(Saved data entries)

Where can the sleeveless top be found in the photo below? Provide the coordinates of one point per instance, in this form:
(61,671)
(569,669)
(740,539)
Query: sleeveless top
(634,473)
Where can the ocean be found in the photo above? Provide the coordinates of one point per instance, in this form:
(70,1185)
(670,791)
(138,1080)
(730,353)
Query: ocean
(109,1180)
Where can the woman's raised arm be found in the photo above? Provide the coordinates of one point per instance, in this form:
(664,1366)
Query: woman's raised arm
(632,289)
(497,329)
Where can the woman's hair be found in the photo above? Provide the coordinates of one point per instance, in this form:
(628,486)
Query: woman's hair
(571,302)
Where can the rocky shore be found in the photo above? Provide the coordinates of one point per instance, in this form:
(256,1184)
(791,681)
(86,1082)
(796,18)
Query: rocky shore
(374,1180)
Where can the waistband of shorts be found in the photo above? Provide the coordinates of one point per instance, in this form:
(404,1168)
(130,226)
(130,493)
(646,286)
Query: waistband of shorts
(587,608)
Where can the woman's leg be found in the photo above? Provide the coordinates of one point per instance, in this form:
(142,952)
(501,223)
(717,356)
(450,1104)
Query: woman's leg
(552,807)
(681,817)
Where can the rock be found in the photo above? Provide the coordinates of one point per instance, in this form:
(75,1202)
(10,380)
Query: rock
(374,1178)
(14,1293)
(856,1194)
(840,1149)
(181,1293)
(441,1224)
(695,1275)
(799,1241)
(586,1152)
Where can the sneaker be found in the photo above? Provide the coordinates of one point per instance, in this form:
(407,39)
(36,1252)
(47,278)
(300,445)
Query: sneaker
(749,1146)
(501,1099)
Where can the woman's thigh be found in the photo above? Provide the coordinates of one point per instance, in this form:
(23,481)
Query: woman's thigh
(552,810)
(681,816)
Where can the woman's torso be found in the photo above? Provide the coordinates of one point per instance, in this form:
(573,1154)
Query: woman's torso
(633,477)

__Assignment__: Using the data above, return every line that contains the string "this".

__Solved exercise__:
Where can the sleeveless top be found in the photo below? Provide the coordinates of one point per instance, in this form:
Where can the ocean be found in the photo above? Provide the coordinates of one point per instance, in this form:
Where can the woman's raised arm be found in the photo above? Provide the coordinates of one point per instance, in this form:
Where can the woman's hair be found in the photo above? Provide the coordinates of one point per instance, in this form:
Where can the rocky shore be found in the photo above? Provide the coordinates of one point per instance, in this form:
Where can the waistband of shorts be found in the photo above? Provide the coordinates of one point per instance, in this form:
Where can the woman's leg be found in the photo above? Provide the coordinates of one point per instance, in this form:
Where can the rock be found in the photo above? Provide the coordinates of one point per instance, in this form:
Where can the sneaker be found in the photo above? Provide the coordinates of one point per instance, in this form:
Where can the woman's thigh be found in the photo above? Provide the coordinates of one point per instance, in this form:
Where can the woman's torso be found in the photo above? Provide the coordinates of one point per instance, in this form:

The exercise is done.